Please copy word for word the passage of the personal account below, starting with "So… my sponsee/friend" and going on through "on several occasions.".

• **Document excerpt**:
□ □ □ □ □ □ □

He managed to get out one sentence - Well, Sara knew where I was and she said it was ok Sara isn’t your AUNT! You answer to me little boy! Wheeww… I was mad… Honestly, I was scared… very afraid and once I knew he was all right I wanted to kick his little butt. I even threatened to take him home… All the way to Florida! He started mouthing back at me at first, until he realized just how pissed I really was… then he got that deer in the headlight look and stood there with his mouth open. You stay on my ass like stink on shit for the rest of this evening! Famous last words of a pissed off Auntie…

JJ and I were both puffed up and pissed off when we went back into the dance… I’m jerking chairs around put one right next to me for him to sit in… he say’s I’ll sit over here… No you won’t … You will sit right here! And you’ll do it now! I guess about thirty minutes later… we were both over it… I was out dancing again and JJ was talking snapshots of us all out on the dance floor.

I was quite the talker before that happened… afterwards I was wore out… I got stressed and I felt it in my neck and shoulders. I may have over reacted but I don’t feel guilty one bit! Nothing like when I ate his Taquitas. *Confused*

So… my sponsee/friend had a man in her view right… well, I’m the “not shy” one… well, mostly because I wasn’t interested in him (or anyone) so I was like… who cares if he rejects us… no skin off my butt… so I go over and ask him if he would like to dance. He says he would but that he only dances to country music. It happened to be a bust a move song that I asked him to dance with me during… so I told him I would be back to ask him to dance to country and I went back to our table and advised Sara that yep he dances but only to country… she screeched and squirmed and ranted on about how cute he is… yeah, he was alright… just a dude… he kept looking over at us and he made eye contact with me on several occasions.

But I knew that my friend was interested in him from the get go so I wasn’t going to do anything to jeopardize not only the friendship we are creating but also our sobriety bond. He was there with another guy… and since She means more to me then he does and even though I thought he was the better looking out of the two … I asked his friend to dance during the next country song and Sara asked him to dance. They both obliged.

I don’t know if I should say this… but I’m going to anyway! I think I am the better looking out of Sara and me. Well, I know I am. We wear the same size in clothes but she is shorter, has a way smaller frame than me. So I carry the weight better. She is tomboyish and I am a girly girl. I come to the meetings wearing business casual… mostly because I go to the meetings right after work and Sara comes to them wearing ragged out clothes, paint stains across her clothes and body. She doesn’t wear makeup. She has some teeth issues and I think she wears dentures. I don’t know but she has the sunken in look around her mouth… Anyway… I could be sounding egotistical about right now… but physically I would say I am the better looking but Sara does have a beautiful personality. She is growing on me. At first, I wasn’t real sure if we would mesh well together… but I have come to see that even though we have some big differences… she has some awesome character traits. I do like her. And also it just depends on a man’s liking! Beauty is in the eye of the beholder. You know I have big bones… I’m a large framed woman… some men are not attracted to that at all. Regardless of how well I sparkle up… I’m not going to attract a man that is attracted to petite and skinny women! I’m not obese {depending on your idea of obese anyway} I don’t think I am obese, lets say… I’m not grossly fat… but I’ll never be skinny… it just ain’t me. If I were the suggested weight of my height, I would look like a skeleton… because I’m just a big girl! Hell, my 12-year-old nephew wears a 10 ½ size shoe! I shit you not! And I had to get my dad’s bone structure instead of my petite little mothers… but what can I do about it now? Not a damn thing… anyway… back to my point! Sara is very personal. She is outgoing… outspoken… honest to a fault almost. She really has some neat qualities about her and I adore her. Well, she gave her number to this guy and invited him and his friend to go have coffee with us. I didn’t want to go but I wasn’t going to ruin her night. She was like a screeching teen-age girl; she was so hot for this dude.

□ □ □ □ □ □ □

(Data records)
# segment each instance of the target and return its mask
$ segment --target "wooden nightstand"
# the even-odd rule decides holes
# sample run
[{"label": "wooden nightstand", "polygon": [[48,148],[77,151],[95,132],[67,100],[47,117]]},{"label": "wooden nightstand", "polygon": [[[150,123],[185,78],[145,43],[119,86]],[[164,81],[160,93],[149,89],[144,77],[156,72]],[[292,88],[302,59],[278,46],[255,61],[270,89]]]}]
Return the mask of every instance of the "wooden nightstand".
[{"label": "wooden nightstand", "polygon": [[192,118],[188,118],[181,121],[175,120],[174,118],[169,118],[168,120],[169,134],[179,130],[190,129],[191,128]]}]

□ □ □ □ □ □ □

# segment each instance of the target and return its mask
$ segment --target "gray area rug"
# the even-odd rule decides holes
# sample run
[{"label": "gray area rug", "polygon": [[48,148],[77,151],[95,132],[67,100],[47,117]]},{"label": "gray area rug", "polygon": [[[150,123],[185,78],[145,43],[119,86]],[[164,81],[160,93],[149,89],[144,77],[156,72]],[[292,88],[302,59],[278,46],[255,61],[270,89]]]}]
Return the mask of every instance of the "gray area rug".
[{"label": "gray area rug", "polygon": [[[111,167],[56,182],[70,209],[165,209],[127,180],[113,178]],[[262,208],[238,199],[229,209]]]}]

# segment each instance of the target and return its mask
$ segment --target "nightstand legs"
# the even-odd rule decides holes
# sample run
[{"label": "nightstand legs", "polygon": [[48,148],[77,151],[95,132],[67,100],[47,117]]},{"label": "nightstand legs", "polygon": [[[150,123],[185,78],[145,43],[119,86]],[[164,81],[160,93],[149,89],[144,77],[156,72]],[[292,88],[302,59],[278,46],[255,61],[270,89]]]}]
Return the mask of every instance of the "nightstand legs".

□ □ □ □ □ □ □

• **Answer to this task**:
So… my sponsee/friend had a man in her view right… well, I’m the “not shy” one… well, mostly because I wasn’t interested in him (or anyone) so I was like… who cares if he rejects us… no skin off my butt… so I go over and ask him if he would like to dance. He says he would but that he only dances to country music. It happened to be a bust a move song that I asked him to dance with me during… so I told him I would be back to ask him to dance to country and I went back to our table and advised Sara that yep he dances but only to country… she screeched and squirmed and ranted on about how cute he is… yeah, he was alright… just a dude… he kept looking over at us and he made eye contact with me on several occasions.